* start Page text *

What kind of scale are we talking about? A very large one in which you are dealing with many, many thousands of machines all working together to solve a single problem. When you are dealing with a scale as large as Google’s, the tools are very prescriptive; they need to be in order to process volumes of data that are so immense. Google literally processes the entire Internet. One of the central ideas of GAE is that if you adhere to its standards, you too could have that power inside your application, and only pay for the processing power that you use.

Here it becomes evident why GAE is non-portable. It has an existing infrastructure that you are allowed to tap into only if you play by Google’s set of rules. On the one hand, you have to write your code around Google’s expectations. On the other hand, if you do so, you gain the benefits of being able to run at Google scale.

Many PaaS platforms have limitations of various types. When you are dealing with a non-portable PaaS such as GAE, those limitations can be strict. You have to adhere very closely to them in order to take advantage of GAE’s features.

With GAE, there are limitations on access to the filesystem, on access to memory, on the amount of memory you can tap into, and on how long your processes can run.

These limitations can force a developer to think in different ways. For example, let’s suppose you have a website that needs to compile a large list of information and compute data for each item on that list. In a traditional hosting environment, when a user makes a request to such a site, delivering results can take a significant amount of time. All of the processing must happen before the response goes back to the user. And, depending on the complexity of this processing, it could easily take seconds.

This is where we encounter another of the limitations within GAE: there is a set amount of time within which your application must respond. If it doesn’t respond fast enough, GAE will kill the process.

But this can actually be a positive factor in the development of the user experience if the application is designed to know that it cannot live that long. It forces the developer to ask himself, “Instead of simply doing it the way I always have done it, how does Google want me to do it?” So, instead of compiling the list every time a user hits the website, you could create a cache and serve up the list from the cache. The cache could serve very quickly and provide a better user experience. In order to compile that cache in the background, you would have to use a different set of Google tools to do those calculations in a more scalable fashion, and then put those into the caching database.

* end Page text *
* start Listed entries *

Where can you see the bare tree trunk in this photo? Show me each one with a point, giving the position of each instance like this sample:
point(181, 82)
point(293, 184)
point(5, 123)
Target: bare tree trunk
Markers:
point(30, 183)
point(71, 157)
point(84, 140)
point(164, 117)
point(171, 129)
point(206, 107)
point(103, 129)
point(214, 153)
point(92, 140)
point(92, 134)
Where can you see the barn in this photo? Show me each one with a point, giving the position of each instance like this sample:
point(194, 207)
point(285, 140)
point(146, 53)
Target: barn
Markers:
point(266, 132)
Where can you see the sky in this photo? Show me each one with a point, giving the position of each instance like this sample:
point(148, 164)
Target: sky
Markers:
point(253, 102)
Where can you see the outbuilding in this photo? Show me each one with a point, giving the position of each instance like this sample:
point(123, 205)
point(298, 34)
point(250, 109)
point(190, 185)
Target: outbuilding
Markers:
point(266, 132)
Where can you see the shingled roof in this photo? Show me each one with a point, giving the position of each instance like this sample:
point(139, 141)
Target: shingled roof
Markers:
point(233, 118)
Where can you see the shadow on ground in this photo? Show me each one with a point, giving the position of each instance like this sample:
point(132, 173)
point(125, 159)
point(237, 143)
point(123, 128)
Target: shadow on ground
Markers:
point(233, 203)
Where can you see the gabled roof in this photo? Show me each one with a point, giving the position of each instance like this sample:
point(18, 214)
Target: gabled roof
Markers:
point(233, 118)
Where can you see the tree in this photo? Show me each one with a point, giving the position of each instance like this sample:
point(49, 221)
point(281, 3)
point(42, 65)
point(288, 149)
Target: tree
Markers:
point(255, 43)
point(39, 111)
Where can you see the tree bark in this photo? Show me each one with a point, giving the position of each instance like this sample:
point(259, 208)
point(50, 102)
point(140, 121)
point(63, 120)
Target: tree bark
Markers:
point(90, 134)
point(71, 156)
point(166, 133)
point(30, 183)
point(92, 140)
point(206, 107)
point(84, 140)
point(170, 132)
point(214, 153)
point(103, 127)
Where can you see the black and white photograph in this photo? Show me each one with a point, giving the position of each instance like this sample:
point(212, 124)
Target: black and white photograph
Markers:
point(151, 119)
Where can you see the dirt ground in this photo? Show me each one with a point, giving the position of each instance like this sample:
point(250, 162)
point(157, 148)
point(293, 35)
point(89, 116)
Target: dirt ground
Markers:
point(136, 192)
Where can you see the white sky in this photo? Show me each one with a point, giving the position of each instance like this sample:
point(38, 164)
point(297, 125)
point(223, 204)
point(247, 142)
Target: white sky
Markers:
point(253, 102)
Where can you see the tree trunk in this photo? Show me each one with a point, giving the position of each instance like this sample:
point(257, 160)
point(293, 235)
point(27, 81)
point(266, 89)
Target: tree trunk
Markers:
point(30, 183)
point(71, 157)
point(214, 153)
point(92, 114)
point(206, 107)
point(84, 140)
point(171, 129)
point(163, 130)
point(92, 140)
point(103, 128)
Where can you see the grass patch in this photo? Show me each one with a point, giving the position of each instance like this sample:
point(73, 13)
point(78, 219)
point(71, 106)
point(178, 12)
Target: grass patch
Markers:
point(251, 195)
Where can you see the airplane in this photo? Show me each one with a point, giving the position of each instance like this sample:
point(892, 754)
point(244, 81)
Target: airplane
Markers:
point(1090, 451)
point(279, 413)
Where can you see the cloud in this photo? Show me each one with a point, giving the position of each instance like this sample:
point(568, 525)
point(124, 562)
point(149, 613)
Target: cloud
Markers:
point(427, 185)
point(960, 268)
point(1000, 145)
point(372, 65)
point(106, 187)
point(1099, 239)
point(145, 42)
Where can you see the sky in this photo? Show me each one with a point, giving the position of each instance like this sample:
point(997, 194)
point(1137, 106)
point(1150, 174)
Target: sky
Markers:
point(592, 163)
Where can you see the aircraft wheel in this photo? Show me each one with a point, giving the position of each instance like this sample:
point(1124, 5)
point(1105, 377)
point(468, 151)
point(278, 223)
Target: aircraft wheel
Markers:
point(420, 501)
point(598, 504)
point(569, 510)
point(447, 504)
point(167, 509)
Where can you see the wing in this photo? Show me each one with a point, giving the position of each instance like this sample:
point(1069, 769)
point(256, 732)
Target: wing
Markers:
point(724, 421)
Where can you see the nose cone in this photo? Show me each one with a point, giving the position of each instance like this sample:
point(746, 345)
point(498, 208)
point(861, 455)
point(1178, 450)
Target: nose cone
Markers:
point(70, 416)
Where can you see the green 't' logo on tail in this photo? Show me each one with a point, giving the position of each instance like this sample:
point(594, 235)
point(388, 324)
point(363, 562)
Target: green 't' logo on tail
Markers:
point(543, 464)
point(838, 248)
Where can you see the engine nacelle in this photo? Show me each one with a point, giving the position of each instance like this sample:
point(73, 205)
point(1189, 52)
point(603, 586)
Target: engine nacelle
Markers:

* end Listed entries *
* start Listed entries *

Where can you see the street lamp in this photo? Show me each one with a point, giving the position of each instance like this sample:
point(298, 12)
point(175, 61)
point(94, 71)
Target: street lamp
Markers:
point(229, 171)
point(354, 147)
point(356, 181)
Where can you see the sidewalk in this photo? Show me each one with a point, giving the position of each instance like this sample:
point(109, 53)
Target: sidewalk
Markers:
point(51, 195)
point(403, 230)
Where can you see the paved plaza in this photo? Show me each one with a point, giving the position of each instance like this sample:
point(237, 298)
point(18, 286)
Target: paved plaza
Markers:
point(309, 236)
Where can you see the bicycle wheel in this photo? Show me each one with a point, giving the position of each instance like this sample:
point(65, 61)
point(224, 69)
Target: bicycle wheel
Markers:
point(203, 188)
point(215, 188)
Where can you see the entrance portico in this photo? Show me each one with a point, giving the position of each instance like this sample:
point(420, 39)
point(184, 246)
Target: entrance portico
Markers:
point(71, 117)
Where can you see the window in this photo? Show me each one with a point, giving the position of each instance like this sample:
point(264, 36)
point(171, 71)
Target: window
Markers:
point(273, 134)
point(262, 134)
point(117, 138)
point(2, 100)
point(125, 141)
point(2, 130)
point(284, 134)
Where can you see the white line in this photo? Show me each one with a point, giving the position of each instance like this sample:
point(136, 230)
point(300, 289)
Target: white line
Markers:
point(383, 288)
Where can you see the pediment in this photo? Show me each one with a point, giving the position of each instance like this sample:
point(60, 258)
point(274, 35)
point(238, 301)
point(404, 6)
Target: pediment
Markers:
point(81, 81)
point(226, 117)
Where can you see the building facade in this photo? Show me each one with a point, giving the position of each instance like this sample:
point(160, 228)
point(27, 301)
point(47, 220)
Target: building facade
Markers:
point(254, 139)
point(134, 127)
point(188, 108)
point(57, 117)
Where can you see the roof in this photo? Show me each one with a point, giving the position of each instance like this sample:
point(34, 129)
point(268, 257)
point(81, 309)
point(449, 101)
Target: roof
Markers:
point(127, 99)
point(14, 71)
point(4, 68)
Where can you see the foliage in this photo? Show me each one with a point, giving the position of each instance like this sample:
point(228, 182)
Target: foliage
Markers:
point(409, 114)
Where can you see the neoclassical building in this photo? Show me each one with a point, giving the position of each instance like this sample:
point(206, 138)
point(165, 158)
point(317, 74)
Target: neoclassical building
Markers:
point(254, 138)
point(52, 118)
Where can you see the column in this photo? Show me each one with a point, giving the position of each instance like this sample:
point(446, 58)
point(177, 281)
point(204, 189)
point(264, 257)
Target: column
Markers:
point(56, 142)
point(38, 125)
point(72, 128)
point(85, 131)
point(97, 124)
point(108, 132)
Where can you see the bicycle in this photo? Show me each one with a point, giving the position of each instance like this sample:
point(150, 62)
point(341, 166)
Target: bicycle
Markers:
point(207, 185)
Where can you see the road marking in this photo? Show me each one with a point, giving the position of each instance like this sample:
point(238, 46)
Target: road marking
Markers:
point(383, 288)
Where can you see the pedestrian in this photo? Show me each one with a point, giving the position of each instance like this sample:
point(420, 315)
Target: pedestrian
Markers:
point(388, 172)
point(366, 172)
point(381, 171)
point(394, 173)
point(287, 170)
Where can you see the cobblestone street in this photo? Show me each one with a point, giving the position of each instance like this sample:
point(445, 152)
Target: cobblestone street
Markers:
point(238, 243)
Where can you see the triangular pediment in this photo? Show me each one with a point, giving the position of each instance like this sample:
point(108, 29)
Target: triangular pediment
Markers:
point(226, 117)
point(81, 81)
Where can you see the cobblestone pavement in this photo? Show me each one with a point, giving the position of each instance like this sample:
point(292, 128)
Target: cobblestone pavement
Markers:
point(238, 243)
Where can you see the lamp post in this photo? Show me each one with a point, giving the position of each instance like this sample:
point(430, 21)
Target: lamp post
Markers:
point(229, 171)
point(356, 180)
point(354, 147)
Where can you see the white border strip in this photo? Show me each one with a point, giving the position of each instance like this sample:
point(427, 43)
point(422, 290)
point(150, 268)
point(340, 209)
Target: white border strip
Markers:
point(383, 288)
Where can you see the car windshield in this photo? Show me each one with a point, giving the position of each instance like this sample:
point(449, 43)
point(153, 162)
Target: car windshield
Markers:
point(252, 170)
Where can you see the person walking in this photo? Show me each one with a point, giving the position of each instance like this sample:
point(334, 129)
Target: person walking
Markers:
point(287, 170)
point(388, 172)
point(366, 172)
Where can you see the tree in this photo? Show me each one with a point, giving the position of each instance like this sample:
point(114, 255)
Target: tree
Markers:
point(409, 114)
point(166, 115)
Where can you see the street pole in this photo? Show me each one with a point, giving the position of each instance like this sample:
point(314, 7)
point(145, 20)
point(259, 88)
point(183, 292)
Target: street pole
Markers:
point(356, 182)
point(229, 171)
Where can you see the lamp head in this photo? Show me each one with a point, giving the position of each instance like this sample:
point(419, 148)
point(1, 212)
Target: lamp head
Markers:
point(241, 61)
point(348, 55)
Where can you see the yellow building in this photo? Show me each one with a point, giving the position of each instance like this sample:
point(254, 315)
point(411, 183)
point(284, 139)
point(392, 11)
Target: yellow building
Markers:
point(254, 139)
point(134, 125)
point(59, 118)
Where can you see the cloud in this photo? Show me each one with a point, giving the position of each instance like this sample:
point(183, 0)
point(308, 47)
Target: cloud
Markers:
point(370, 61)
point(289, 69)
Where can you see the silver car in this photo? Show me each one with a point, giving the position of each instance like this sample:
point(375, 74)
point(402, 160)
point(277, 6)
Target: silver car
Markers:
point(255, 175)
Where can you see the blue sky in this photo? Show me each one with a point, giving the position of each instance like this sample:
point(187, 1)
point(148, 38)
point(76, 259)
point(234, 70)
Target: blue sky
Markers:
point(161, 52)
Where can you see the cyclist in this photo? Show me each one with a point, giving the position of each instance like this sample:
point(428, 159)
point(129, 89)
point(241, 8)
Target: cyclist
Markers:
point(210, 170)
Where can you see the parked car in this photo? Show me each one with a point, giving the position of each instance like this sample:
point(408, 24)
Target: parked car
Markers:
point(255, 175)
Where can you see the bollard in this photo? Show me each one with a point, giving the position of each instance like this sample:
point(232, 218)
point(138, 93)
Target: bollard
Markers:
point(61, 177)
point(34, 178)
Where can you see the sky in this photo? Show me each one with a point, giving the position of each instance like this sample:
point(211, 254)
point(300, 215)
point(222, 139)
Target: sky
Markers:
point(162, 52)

* end Listed entries *

(To be done): Duplicate the section of the text on Google App Engine's limits that begins at the words "This is where" and stops after "the caching database.".

(Solution below):
This is where we encounter another of the limitations within GAE: there is a set amount of time within which your application must respond. If it doesn’t respond fast enough, GAE will kill the process.

But this can actually be a positive factor in the development of the user experience if the application is designed to know that it cannot live that long. It forces the developer to ask himself, “Instead of simply doing it the way I always have done it, how does Google want me to do it?” So, instead of compiling the list every time a user hits the website, you could create a cache and serve up the list from the cache. The cache could serve very quickly and provide a better user experience. In order to compile that cache in the background, you would have to use a different set of Google tools to do those calculations in a more scalable fashion, and then put those into the caching database.